--- START Passage given ---
Cruz’s apparently problematic statement consists of: “One of the worst things that can happen to a species is to be listed on the Endangered Species Act. If it gets listed it’s almost certain to become endangered.” In response, factcheck.org claims, “There is little evidence to support the idea that the ESA harms species, and none to suggest that it is among ‘the worst things that can happen to a species.’ And there is in fact evidence that listing helps threatened and endangered species recover.”

The second point is the easiest to dispense with because, by refuting an opinion but portraying doing so as a factual statement, factcheck.org is making a straw man argument.

In support of the first point, that there is “little evidence” the Endangered Species Act harms species, factcheck.org states: “The only evidence we have found suggesting that the ESA could cause harm to conservation efforts is a working paper by three economists published in 2006” that involved the cactus ferruginous pygmy-owl in the Tucson, Arizona region.
--- END Passage given ---
--- START Provided material ---
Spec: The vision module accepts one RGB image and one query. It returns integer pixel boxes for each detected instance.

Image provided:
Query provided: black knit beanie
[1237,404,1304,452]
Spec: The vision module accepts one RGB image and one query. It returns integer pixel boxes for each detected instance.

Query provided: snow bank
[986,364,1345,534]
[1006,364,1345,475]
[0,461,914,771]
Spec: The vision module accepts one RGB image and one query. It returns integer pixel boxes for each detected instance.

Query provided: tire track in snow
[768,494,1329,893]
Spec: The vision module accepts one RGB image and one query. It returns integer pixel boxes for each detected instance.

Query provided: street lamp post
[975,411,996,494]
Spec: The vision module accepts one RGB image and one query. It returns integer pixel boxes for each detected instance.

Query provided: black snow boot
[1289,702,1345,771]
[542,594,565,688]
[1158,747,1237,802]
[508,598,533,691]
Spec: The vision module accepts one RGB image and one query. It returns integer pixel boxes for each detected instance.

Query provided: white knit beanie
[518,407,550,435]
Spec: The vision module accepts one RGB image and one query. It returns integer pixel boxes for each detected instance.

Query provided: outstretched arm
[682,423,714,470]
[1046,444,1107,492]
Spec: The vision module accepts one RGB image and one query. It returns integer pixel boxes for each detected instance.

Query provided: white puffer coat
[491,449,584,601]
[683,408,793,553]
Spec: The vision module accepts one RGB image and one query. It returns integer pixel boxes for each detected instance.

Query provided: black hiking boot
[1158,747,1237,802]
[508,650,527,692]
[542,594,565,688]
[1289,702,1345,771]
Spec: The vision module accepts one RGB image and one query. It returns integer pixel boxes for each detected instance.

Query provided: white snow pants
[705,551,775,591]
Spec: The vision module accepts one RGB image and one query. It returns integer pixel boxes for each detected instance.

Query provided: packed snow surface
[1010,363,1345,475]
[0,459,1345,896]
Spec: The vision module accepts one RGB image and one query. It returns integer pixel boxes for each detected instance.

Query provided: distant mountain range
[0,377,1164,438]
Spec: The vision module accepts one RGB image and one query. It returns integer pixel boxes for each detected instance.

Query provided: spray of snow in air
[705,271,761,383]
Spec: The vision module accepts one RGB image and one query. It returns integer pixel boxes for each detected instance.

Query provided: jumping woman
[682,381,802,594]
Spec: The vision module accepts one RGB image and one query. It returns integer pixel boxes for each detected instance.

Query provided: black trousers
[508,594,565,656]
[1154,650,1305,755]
--- END Provided material ---
In the passage on the Endangered Species Act fact check, change "working paper" to "research study" and give everything from "The second point" down to "Tucson, Arizona region." with that edit.

_Output_
The second point is the easiest to dispense with because, by refuting an opinion but portraying doing so as a factual statement, factcheck.org is making a straw man argument.

In support of the first point, that there is “little evidence” the Endangered Species Act harms species, factcheck.org states: “The only evidence we have found suggesting that the ESA could cause harm to conservation efforts is a research study by three economists published in 2006” that involved the cactus ferruginous pygmy-owl in the Tucson, Arizona region.